* **Problem description**: Count the lines in the listing below that contain the word "Provide", matching case exactly. Reply with the number alone.

(Segmentation dataset excerpts)
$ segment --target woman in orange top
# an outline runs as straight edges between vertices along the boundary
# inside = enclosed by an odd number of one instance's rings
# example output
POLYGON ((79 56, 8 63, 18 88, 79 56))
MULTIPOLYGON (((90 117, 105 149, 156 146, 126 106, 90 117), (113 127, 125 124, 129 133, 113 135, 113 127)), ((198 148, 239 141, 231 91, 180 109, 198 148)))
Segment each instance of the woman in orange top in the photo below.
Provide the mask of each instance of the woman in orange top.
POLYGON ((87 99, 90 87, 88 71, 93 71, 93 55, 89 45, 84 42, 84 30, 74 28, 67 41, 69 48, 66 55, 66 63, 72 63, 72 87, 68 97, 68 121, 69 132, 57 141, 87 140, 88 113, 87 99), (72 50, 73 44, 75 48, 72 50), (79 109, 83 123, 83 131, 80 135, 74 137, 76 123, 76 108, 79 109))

==

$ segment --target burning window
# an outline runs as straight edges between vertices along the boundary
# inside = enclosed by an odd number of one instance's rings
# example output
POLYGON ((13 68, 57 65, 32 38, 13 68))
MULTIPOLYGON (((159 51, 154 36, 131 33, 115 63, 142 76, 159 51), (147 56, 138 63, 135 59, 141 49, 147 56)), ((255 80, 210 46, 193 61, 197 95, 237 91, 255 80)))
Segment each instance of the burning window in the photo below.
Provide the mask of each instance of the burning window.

* **Solved exercise**: 2